• _Records provided_
▽

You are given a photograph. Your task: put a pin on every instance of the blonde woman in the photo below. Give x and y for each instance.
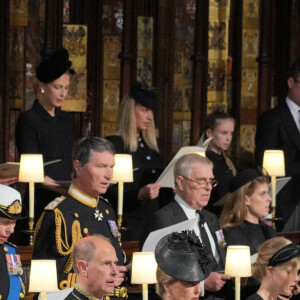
(276, 267)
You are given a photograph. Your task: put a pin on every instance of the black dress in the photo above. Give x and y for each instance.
(38, 132)
(147, 166)
(223, 174)
(252, 235)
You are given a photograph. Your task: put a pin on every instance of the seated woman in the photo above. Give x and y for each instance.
(276, 267)
(137, 137)
(245, 205)
(220, 126)
(182, 262)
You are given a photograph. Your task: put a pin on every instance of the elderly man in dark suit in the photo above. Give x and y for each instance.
(279, 128)
(194, 181)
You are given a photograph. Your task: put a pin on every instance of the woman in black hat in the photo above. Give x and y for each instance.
(137, 137)
(48, 130)
(11, 286)
(276, 267)
(182, 262)
(246, 204)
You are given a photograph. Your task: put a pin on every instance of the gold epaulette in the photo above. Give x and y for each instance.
(54, 203)
(105, 200)
(62, 244)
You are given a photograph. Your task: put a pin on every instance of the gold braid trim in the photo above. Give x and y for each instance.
(63, 247)
(38, 226)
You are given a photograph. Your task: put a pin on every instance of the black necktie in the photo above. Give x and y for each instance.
(203, 233)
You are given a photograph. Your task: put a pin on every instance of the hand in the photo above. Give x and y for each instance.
(150, 191)
(121, 270)
(8, 180)
(215, 281)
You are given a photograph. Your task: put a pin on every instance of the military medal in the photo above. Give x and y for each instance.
(14, 265)
(220, 238)
(113, 228)
(98, 215)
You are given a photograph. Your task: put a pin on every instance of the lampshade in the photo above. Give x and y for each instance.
(31, 168)
(43, 276)
(200, 152)
(273, 162)
(143, 268)
(238, 263)
(123, 168)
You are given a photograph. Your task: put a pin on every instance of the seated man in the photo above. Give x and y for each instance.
(95, 263)
(82, 212)
(11, 286)
(194, 181)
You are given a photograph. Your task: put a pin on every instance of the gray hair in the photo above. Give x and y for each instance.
(186, 163)
(84, 250)
(84, 148)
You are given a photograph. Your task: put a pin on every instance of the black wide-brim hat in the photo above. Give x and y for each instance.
(146, 96)
(11, 204)
(183, 257)
(246, 176)
(54, 66)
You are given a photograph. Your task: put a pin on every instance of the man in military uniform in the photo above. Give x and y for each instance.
(82, 212)
(11, 286)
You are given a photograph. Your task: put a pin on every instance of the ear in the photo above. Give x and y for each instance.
(290, 82)
(208, 132)
(77, 166)
(179, 182)
(82, 267)
(247, 200)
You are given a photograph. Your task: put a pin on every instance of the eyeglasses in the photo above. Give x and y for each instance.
(203, 182)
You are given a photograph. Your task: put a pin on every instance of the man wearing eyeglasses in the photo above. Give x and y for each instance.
(194, 181)
(279, 128)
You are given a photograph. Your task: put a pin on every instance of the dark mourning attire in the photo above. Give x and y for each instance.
(147, 166)
(11, 287)
(252, 235)
(172, 214)
(277, 129)
(223, 174)
(65, 221)
(38, 132)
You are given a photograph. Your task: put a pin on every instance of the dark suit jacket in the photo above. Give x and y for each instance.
(172, 214)
(277, 129)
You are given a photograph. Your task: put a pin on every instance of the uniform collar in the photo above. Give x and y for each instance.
(82, 197)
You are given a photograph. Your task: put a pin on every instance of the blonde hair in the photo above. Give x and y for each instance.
(127, 127)
(162, 279)
(266, 251)
(234, 210)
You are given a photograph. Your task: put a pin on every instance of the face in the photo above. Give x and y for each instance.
(222, 135)
(285, 279)
(56, 91)
(102, 270)
(294, 89)
(194, 195)
(143, 117)
(95, 176)
(182, 290)
(7, 227)
(258, 204)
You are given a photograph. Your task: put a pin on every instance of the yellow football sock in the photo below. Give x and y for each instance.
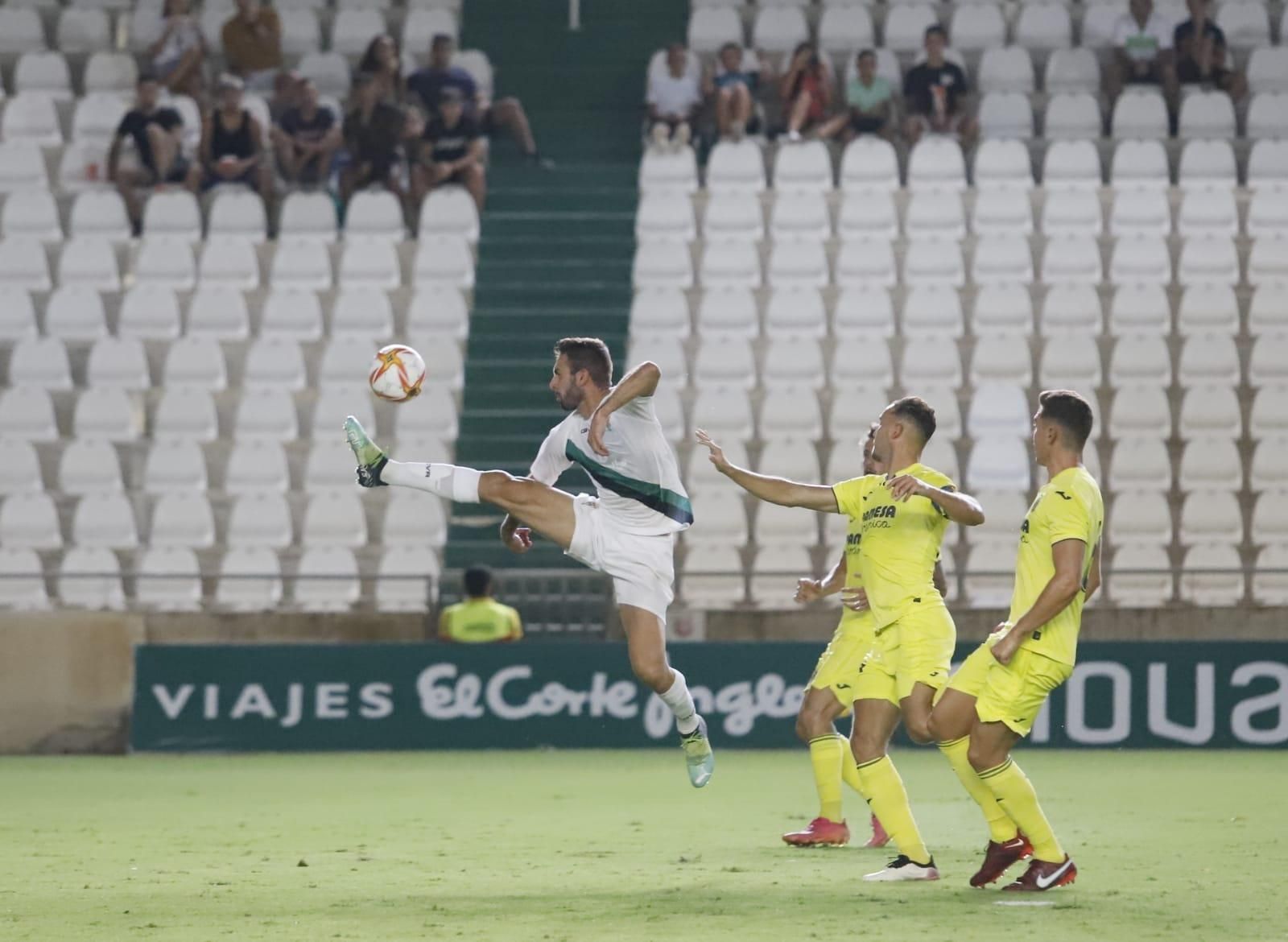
(889, 800)
(826, 754)
(849, 767)
(1001, 828)
(1015, 794)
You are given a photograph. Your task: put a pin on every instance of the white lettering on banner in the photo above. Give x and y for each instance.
(171, 704)
(1075, 717)
(1204, 697)
(253, 700)
(378, 700)
(448, 703)
(1241, 719)
(332, 701)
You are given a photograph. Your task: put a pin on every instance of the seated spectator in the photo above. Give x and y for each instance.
(1201, 53)
(429, 83)
(158, 135)
(736, 93)
(180, 55)
(869, 101)
(384, 60)
(373, 135)
(307, 139)
(674, 100)
(451, 151)
(934, 93)
(232, 143)
(807, 90)
(253, 44)
(1143, 52)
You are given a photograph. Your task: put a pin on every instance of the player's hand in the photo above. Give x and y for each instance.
(906, 486)
(808, 590)
(518, 540)
(854, 600)
(1004, 648)
(596, 437)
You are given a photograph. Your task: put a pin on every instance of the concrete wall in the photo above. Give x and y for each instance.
(66, 677)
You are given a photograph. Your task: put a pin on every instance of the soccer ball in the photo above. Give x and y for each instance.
(397, 373)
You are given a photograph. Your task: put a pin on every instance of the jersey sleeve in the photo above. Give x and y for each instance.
(849, 495)
(551, 461)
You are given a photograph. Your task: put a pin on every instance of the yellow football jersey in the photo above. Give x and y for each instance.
(1067, 508)
(899, 542)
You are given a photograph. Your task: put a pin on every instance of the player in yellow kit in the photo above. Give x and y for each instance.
(995, 696)
(902, 517)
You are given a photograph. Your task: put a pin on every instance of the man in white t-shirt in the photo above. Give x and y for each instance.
(628, 531)
(674, 98)
(1143, 52)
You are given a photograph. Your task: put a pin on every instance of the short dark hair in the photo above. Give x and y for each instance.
(588, 353)
(478, 581)
(1071, 411)
(919, 412)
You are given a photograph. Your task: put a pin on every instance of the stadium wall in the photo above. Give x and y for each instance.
(66, 678)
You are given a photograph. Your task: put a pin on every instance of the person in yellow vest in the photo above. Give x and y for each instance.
(480, 619)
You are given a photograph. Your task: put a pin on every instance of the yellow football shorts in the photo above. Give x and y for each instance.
(1011, 693)
(914, 648)
(839, 665)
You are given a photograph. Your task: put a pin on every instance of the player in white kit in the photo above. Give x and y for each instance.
(628, 531)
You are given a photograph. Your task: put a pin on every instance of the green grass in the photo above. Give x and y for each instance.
(611, 845)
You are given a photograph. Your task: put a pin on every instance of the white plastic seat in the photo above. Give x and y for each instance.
(186, 414)
(1140, 576)
(40, 362)
(249, 580)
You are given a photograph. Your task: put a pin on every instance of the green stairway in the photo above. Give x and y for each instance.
(557, 245)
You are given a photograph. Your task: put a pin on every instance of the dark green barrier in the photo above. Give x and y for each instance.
(581, 695)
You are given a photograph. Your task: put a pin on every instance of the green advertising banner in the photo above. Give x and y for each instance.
(235, 697)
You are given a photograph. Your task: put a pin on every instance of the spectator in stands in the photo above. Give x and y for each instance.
(734, 90)
(373, 135)
(934, 94)
(384, 60)
(232, 143)
(807, 90)
(429, 83)
(253, 44)
(674, 100)
(451, 151)
(307, 139)
(180, 55)
(869, 101)
(1143, 52)
(480, 619)
(158, 135)
(1201, 53)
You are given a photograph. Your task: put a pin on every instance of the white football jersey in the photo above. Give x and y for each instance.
(638, 481)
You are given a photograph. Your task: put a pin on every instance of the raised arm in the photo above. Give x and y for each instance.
(773, 490)
(639, 382)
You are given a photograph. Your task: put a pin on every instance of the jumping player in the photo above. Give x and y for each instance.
(995, 696)
(901, 519)
(628, 531)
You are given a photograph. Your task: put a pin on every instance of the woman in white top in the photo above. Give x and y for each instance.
(180, 55)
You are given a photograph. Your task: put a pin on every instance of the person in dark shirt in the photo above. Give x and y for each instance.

△

• _Your objective_
Every line of text is to be repeated exactly; pictures are left out.

• _Answer to the task_
You are given a photograph. Your task: put a pin on every instance of the blonde woman in the photo below. Give x and y for each instance.
(276, 267)
You are given a photograph. Your task: put a pin on every instance of the black dress in the photo above. Give x and y for each instance.
(38, 132)
(147, 166)
(223, 174)
(252, 235)
You are given a photograph. Your task: put a pin on every instance of the seated woman in the photo above. Give x and y for each instance.
(276, 267)
(137, 137)
(245, 205)
(220, 126)
(182, 262)
You are given a photograph. Your task: put a pin on every instance of the elderly man in dark suit in the photo above. Give x and y for each instance.
(279, 128)
(194, 181)
You are given a photograph. Your task: put a pin on every instance of the woman in black hat in the photo above. Give x and y for each instance.
(137, 137)
(48, 130)
(11, 286)
(276, 267)
(182, 262)
(246, 204)
You are given a photograph. Your task: put a pin on every instance of the gold epaulette in the photo above. Give x and y for each instance.
(54, 203)
(105, 200)
(62, 244)
You are given a photograph. Your task: put a pin on every instance of the gold braid trim in the photo above. Give x and y for each instance.
(63, 247)
(38, 226)
You are given a photograph. Your task: put a pin on every instance of the black necktie in the photo above. Give x and y for each instance.
(203, 233)
You are given a photograph. Your task: put a pin on every instance of the hand in the photo above. Give x and y for each instance.
(150, 191)
(121, 270)
(8, 180)
(215, 281)
You are given a photograph. Your task: put a pin on every instance of the military medal in the photo above. Give x and y for each instance.
(14, 265)
(220, 238)
(113, 228)
(98, 215)
You are given a photograph. Your task: put a pin on every instance of the lampshade in the photo above. Give x and y for each instance.
(31, 168)
(43, 276)
(200, 152)
(273, 162)
(143, 268)
(238, 263)
(123, 168)
You are given a photograph. Your task: put a pin on every instance of the seated man in the photo above. Give x and y for each instance.
(95, 263)
(82, 212)
(11, 286)
(194, 181)
You are given a photograph. Your task: put a pin on every instance of the gray hair in the photo above. Give x and y for each instance.
(186, 163)
(84, 250)
(84, 148)
You are given a photograph. Your task: put a pin on every instance of the black wide-brim hat in the photo above. Give x and y for each instance.
(146, 96)
(11, 204)
(183, 257)
(246, 176)
(54, 66)
You are given a photograph. Your task: put a pin on every instance of the man in military uniform in the photo above. Give x and y for each instance.
(82, 212)
(11, 286)
You are given a photograph. Your task: put a pin on every instance of the ear in the photo above. Give x and y for each instance.
(290, 82)
(208, 132)
(77, 166)
(179, 182)
(82, 267)
(247, 200)
You are given a photograph. Your task: put a pin on every instance of the eyeglasses in the photo above. Give x and y for each instance.
(203, 182)
You are given a photograph. Your task: put a pin on every instance of the man wearing eyeglasses in the photo above. Give x and y for each instance.
(194, 181)
(279, 128)
You are given a photograph. Your task: put a pin on every instance of the dark mourning attire in the photo above. Give x and y for each instance.
(147, 166)
(11, 287)
(252, 235)
(172, 214)
(277, 129)
(223, 174)
(65, 221)
(38, 132)
You are given a photograph. Your task: put a pin on every instance of the dark suit jacket in the photo above. Give x and y for each instance.
(172, 214)
(277, 129)
You are given a photograph. Your task: put a pin on every instance of the uniform collar in the photo above. Give x and y for each instance.
(82, 197)
You are given a photograph. Your task: put a pin on every instance of the blonde hair in the photo above. Give x and y for each instance.
(127, 127)
(162, 279)
(266, 251)
(234, 210)
You are given a photograph. Your task: put a pin on every instance of the face in the photo above. Give x and y for each instance.
(222, 135)
(285, 279)
(56, 91)
(102, 270)
(294, 89)
(194, 195)
(143, 117)
(95, 176)
(182, 290)
(7, 227)
(258, 204)
You are given a photograph. Your task: put a pin on every instance of the yellow football sock in the photo below. Give x and y for each instance.
(889, 800)
(826, 754)
(849, 767)
(1001, 828)
(1015, 794)
You are given a photograph. Your task: put a pin on every instance of the white lettering on banner in the photo above. Give x and y for each instance.
(171, 704)
(1075, 717)
(1204, 697)
(253, 700)
(378, 700)
(448, 703)
(1241, 719)
(332, 701)
You are given a photograph. Your task: put a pin on every instance of the seated spectator in the photo above. Give x and y for each instance.
(1201, 53)
(429, 83)
(158, 135)
(736, 93)
(180, 55)
(869, 101)
(384, 60)
(373, 135)
(307, 139)
(674, 100)
(451, 151)
(934, 93)
(232, 143)
(807, 90)
(253, 44)
(1143, 52)
You are given a photograph. Your task: put a pin on every instance of the player's hand in the photo above. Give x and y for each instance.
(906, 486)
(808, 590)
(518, 540)
(854, 600)
(1004, 648)
(596, 437)
You are given a photograph. Your task: put a pin on every instance of the concrete wall in the photo above. Give x and y for each instance.
(66, 677)
You are given a photograph. Your task: put a pin on every instance of the soccer ball in the photo above. Give x and y for each instance.
(397, 373)
You are given a photograph. Your task: put a pin on every instance of the jersey sleeve in the photo above. Give x and y for each instance.
(849, 495)
(551, 461)
You are given a photograph. Your task: put a pin on every instance of the yellow football jersey in the photo above. Give x and y for each instance.
(1067, 508)
(899, 542)
You are given a photograph. Your task: put a pin on every instance of the player in yellow kit in the photo above. Give x and y for each instance.
(995, 696)
(902, 517)
You are given a photograph. Your task: put a pin on every instance of the man in white t-shirt in the photo above. Give x and y for each instance.
(628, 531)
(674, 98)
(1143, 52)
You are given a photograph. Your task: put a pin on every instance of the short dark hair in the photo above. Give x and y for each instance.
(588, 353)
(478, 581)
(1071, 411)
(919, 412)
You are given a photograph. Your task: put a pin on every instance of the stadium wall in the photo above. Give x and y for each instance.
(66, 678)
You are given a photograph. Your task: put a pin on every instance of the person in yellow vest in the photo above. Give x and y for each instance.
(480, 619)
You are given a photograph. Your task: put a pin on every instance of the yellow football shorts in the photo above. Give x and y for each instance.
(1011, 693)
(914, 648)
(839, 665)
You are given a photograph. Your task: put a pin on every instance of the player in white kit in the photo above. Give x and y for each instance.
(628, 531)
You are given a photograph. Your task: put a pin on every instance of the green grass in the photo above. Give x and y for each instance.
(611, 845)
You are given a photograph. Your task: put a pin on every instance of the white plastic seat in the photo above. Give x and y for each instance.
(186, 414)
(1140, 576)
(40, 362)
(249, 580)
You are given a photograph. Your task: put a pin on every instance of the green stairway in the photo above. Give x and y for each instance.
(557, 245)
You are given a photograph. Your task: put a pin on every instance of the dark green barrier in the photo above. Give x and y for each instance.
(581, 695)
You are given a photograph. Your task: put a pin on every instance of the green advertising banner in the photo above. Give x and y for each instance.
(235, 697)
You are given a photograph. Your task: put a pin on every instance of the spectator in stands in the photo above. Give x and y for each instance.
(734, 90)
(373, 135)
(934, 94)
(384, 60)
(232, 143)
(807, 90)
(429, 83)
(253, 44)
(674, 100)
(451, 151)
(307, 139)
(180, 55)
(869, 101)
(1143, 52)
(480, 619)
(158, 135)
(1201, 53)
You are given a photograph. Your task: put a pin on every instance of the white football jersey in the photo above. Give x and y for each instance.
(638, 481)
You are given a photograph. Your task: put a pin on every instance of the raised arm in the photo above. Give x and y for each instance.
(773, 490)
(639, 382)
You are given a photograph. Your task: put a pin on every instance of the jumping player in the photo above. Give x and y for each instance.
(995, 696)
(901, 519)
(628, 531)
You are given a photograph. Your task: put a pin on every instance of the woman in white top in the photo above. Give x and y for each instance.
(180, 55)
You are given a photograph. Your task: put a pin on every instance of the person in dark shirt in the photo above. Give x and y for each instance.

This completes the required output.